EXERCISE OBJECTIVE: Could you print each of the records below exactly?

SUPPLIED MATERIAL:
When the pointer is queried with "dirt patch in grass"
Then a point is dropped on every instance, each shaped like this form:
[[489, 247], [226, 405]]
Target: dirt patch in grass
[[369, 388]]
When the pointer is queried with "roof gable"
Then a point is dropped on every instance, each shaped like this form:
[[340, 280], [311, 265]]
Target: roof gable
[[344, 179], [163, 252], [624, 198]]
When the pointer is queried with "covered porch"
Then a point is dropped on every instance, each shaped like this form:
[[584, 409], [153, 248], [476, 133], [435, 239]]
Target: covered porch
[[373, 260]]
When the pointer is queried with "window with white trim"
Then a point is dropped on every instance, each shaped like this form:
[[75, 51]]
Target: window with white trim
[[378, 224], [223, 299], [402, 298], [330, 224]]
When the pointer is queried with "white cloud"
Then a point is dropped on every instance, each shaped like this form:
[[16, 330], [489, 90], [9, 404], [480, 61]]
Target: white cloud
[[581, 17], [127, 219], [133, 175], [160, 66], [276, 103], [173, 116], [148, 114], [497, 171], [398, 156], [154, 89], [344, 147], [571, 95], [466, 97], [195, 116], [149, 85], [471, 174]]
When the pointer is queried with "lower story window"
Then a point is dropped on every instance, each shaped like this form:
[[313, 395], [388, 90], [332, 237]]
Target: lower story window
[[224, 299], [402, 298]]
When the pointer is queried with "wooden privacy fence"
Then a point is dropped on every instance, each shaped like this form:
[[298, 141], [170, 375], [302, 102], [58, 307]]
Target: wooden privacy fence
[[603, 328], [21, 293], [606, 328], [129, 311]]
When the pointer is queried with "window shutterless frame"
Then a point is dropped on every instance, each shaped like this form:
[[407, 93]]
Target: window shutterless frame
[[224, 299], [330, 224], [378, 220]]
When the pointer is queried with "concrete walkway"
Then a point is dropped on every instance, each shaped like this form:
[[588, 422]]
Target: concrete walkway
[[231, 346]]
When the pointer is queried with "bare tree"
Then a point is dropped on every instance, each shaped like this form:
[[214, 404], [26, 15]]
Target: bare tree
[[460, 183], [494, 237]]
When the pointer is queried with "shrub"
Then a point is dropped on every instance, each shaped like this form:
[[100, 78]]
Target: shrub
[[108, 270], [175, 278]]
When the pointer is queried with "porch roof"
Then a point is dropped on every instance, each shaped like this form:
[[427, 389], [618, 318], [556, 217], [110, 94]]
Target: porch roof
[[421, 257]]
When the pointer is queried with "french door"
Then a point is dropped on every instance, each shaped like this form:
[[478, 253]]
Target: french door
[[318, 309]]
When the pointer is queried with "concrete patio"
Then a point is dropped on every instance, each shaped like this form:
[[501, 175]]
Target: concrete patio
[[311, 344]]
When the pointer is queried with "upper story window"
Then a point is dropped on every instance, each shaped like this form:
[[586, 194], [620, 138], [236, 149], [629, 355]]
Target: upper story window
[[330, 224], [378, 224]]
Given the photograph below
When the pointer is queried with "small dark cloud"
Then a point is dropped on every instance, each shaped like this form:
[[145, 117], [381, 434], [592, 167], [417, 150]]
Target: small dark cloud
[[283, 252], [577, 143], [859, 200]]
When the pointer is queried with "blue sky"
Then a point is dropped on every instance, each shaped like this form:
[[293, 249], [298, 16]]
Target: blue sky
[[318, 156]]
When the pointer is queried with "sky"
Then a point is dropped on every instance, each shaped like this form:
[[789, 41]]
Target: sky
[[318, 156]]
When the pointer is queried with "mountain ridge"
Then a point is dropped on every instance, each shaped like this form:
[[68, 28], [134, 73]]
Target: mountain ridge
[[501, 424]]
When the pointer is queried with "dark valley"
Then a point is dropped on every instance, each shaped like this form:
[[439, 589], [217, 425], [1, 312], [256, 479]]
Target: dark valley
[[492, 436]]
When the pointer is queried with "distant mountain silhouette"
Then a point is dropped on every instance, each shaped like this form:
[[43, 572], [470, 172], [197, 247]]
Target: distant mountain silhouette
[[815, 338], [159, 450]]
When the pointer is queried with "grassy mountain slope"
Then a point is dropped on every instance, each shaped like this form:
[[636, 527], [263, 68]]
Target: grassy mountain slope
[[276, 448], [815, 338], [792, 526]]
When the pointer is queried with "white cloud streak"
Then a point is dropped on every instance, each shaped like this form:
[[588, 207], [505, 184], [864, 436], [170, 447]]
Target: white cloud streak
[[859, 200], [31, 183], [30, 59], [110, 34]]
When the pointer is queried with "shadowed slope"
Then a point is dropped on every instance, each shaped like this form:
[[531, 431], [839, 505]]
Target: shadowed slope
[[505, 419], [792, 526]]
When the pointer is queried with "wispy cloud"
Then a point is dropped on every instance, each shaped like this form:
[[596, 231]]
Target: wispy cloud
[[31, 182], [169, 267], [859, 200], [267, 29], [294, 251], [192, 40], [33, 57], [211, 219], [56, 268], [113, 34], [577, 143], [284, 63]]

FINAL ANSWER:
When the pointer is queried with "dirt patch in grass"
Then a point is dropped on every instance, each shaped like this form:
[[489, 247], [226, 405]]
Target: dirt patch in grass
[[369, 388]]
When the pointer is queried with "roof gable"
Then a point is dropped on every instance, each shaped like this form:
[[340, 280], [311, 265]]
Target: roof gable
[[344, 179], [163, 252], [624, 198]]
When the pointer is queried with "covered porch"
Then a point is dropped on every instance, each shaped like this form:
[[584, 409], [153, 248], [476, 133], [435, 239]]
Target: covered porch
[[373, 260]]
When the pointer is queried with "window with white trim"
Then a point is dropped on every instance, each shaped like this form:
[[75, 51]]
Target: window with white trim
[[378, 224], [223, 299], [402, 298], [330, 224]]
When the pointer is queried with "white cloud"
Then a point is dropped on every instance, each shaped like this form:
[[16, 330], [489, 90], [9, 404], [480, 61]]
Target: white cloud
[[581, 17], [127, 219], [133, 175], [160, 66], [276, 103], [173, 116], [148, 114], [497, 171], [398, 156], [154, 89], [344, 147], [571, 95], [466, 97], [195, 116], [149, 85], [471, 174]]
When the pointer is queried with "lower story window"
Then a point is dropped on every instance, each shaped like this form:
[[313, 395], [388, 90], [332, 237]]
Target: lower story window
[[224, 299], [402, 298]]
When the pointer is queried with "wooden privacy fence"
Then a point is dropped on every instance, each shaped like this form:
[[298, 141], [170, 375], [302, 102], [58, 307]]
Target: wooden privacy fence
[[603, 328], [21, 293], [606, 328], [129, 311]]
When the pointer is queried with "window shutterless frame"
Then a point is dropped on every instance, each shaped like this form:
[[407, 93]]
Target: window shutterless frame
[[224, 299], [330, 224], [378, 220]]
When the pointer is queried with "concrete walkway"
Then a point is dropped on every instance, each shaped like this form:
[[588, 422]]
Target: concrete walkway
[[231, 346]]
When the pointer is queried with "bare tree"
Then a point is dropped on every instance, each shaped like this form:
[[214, 404], [26, 15]]
Target: bare tree
[[460, 183], [494, 237]]
When the pointer is queried with "shrub"
Then a point is dropped on every instance, each shaped like this form:
[[100, 78]]
Target: shrub
[[108, 270], [175, 278]]
When the pointer is queried with "porch roof"
Then a point is dropped on every instance, each shaped like this form:
[[427, 389], [618, 318], [556, 217], [110, 94]]
Target: porch roof
[[421, 257]]
When the pointer is queried with "french door"
Then a point is dropped on every instance, each shaped like this form:
[[478, 253]]
Target: french door
[[318, 309]]
When the pointer is queried with "concrete patio"
Then a point is dropped on every instance, each shaped like this form:
[[501, 175]]
Target: concrete patio
[[311, 344]]
When the pointer is queried with "upper story window"
Then a point is dropped on every instance, each shaped like this form:
[[586, 194], [620, 138], [236, 149], [629, 355]]
Target: upper story window
[[330, 224], [378, 224]]
Given the photograph below
When the pointer is queried with "small dark cloud"
Then a point is dropped on every instance, each shaped like this form:
[[145, 117], [381, 434], [592, 167], [417, 150]]
Target: small dark cloud
[[283, 252], [577, 143], [859, 200]]
When the pointer is queried with "blue sky"
Then a point is dropped on every instance, each shaped like this form:
[[293, 249], [298, 16]]
Target: blue sky
[[318, 156]]
When the pointer is queried with "sky"
Then a point is dropped on every instance, each shaped like this form:
[[789, 41]]
Target: sky
[[318, 156]]
When the pointer is queried with "mountain ridge"
Then a point is dropped on every instance, each shaped like this form:
[[68, 28], [134, 73]]
Target: mountain ridge
[[501, 424]]
When the pointer is queried with "dark valley"
Then a point is dropped on every instance, each shaped like this form:
[[439, 589], [217, 425], [1, 312], [256, 479]]
Target: dark valley
[[492, 436]]
When the pointer is queried with "distant mountain silhouette"
Then a point is dropped on every instance, each shaped like this form:
[[43, 572], [470, 172], [197, 247]]
Target: distant mountain silhouette
[[815, 338], [159, 450]]
When the pointer is queried with "grassy mountain slope"
Then a point is dropped on every instance, each shaped like this form:
[[636, 527], [263, 68]]
Target: grassy mountain slope
[[276, 448], [815, 338], [792, 526]]
When the pointer is queried with "white cloud streak"
Then a point is dropped on every instance, each shaped like this form:
[[588, 207], [505, 184], [864, 436], [170, 447]]
Target: white cloud streak
[[859, 200], [31, 183], [30, 59], [110, 34]]
When the pointer is queried with "shadowed slope"
Then a point is dropped on every instance, each shaped like this form:
[[531, 431], [839, 505]]
Target: shadowed slope
[[505, 419], [792, 526]]
When the pointer is queried with "wispy cloud"
Then a point is dropped on every instance, each shaped like this form:
[[596, 231]]
Target: wispy cloud
[[31, 182], [169, 267], [859, 200], [267, 29], [294, 251], [192, 40], [33, 57], [211, 219], [56, 268], [113, 34], [577, 143], [284, 63]]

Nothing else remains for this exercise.